* START DOCUMENT EXTRACT *

# Thoughts from a First Time Exam Taker



## Antnyt23 (Apr 20, 2015)

As a first time taker (First opportunity to take PE or SE). I expected a good amount of bridge questions but there was even more than I had originally expected. Additionally, I thought some of the word problems were very ambiguous just depending how exactly you interpreted the question. In the afternoon exams i had a little trouble in a few parts understanding exactly what they were looking for. Overall the test was very difficult. Very hard to manage time in the afternoon and stay neat. One of my real worries is the last two problems of each day I ended up trying to make sure i got them completed and stopped worrying about putting code references and being neat. I truly hope the grader can clearly follow the solutions, however, i thought i was more important to complete the problems than to list all the code references and equations. (I hope this doesn't hurt me to bad in comparison to not even answering a part of the problem). The morning section i did not feel like time was much of an issue. I feel like they are extremely tricky with their answers and they try to trick you with false answers that you will encounter as you solve the problem (or if you apply an additional factor). This to me made me worry about a lot of bridge problems (not a bridge guy) getting correct answers but then second guessing that maybe you selected the "fake answers" and did not completely solve the problem.

We will see how it turns out though. Was curious how others in the past who have taken it did on time in terms of the afternoon and those that took it this time?


----------



## BoilerEng (Apr 20, 2015)

I sat for both Vertical and Lateral last October - passed Vertical so just sat for Lateral this time. When I took Vertical - I really didn't have any problem with time or the questions being tricky. The afternoon portion probably got pretty sloppy towards the end with less code references - but it turned out alright apparently.

* END DOCUMENT EXTRACT *

• EXERCISE TASKS
1. In the exam forum thread, rewrite the passage from "I sat for both" to "out alright apparently.", swapping "Lateral" for "Depth".
2. According to the exam forum thread, when did BoilerEng sit for both Vertical and Lateral?

* START STORED DATA *

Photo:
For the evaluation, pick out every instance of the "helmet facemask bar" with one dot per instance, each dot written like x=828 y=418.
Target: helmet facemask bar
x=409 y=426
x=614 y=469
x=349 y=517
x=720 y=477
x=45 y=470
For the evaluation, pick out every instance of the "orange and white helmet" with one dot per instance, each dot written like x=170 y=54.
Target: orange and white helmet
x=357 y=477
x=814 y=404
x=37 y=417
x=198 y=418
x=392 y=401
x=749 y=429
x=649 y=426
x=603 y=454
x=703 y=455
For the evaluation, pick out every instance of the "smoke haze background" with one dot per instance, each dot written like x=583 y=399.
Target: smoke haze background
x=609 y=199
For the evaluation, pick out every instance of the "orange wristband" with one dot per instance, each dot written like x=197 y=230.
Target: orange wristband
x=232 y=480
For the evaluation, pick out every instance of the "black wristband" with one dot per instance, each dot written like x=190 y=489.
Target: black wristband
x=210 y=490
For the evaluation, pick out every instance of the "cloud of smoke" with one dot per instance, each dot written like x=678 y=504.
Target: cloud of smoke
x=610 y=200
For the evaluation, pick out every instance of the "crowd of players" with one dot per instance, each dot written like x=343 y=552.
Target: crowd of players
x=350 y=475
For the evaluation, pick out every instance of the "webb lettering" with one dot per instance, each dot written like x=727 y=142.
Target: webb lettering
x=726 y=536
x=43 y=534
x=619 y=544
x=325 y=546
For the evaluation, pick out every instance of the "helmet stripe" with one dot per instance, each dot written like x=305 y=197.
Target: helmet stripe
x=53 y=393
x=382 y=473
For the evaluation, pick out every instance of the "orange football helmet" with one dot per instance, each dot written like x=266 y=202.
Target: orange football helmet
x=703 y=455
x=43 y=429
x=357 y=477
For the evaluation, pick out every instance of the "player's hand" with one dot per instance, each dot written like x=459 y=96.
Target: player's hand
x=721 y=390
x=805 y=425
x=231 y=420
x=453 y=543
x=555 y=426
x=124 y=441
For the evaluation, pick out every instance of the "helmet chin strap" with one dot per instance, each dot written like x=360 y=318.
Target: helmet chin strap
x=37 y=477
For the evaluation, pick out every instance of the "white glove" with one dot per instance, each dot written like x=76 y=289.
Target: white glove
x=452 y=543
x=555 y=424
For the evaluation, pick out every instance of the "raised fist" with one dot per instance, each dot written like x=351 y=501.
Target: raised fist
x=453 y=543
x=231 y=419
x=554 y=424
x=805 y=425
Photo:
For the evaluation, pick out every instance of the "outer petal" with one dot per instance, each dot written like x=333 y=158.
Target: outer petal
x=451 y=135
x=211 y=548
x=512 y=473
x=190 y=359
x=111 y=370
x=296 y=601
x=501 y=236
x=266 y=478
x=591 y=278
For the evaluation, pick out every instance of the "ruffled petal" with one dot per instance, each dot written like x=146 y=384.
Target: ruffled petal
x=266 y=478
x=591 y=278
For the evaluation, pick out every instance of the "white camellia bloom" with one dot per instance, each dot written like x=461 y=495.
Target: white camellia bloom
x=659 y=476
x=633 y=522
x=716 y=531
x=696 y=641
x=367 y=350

* END STORED DATA *

• OUTPUTS BY TASK
1.
I sat for both Vertical and Depth last October - passed Vertical so just sat for Depth this time. When I took Vertical - I really didn't have any problem with time or the questions being tricky. The afternoon portion probably got pretty sloppy towards the end with less code references - but it turned out alright apparently.

2. Last October.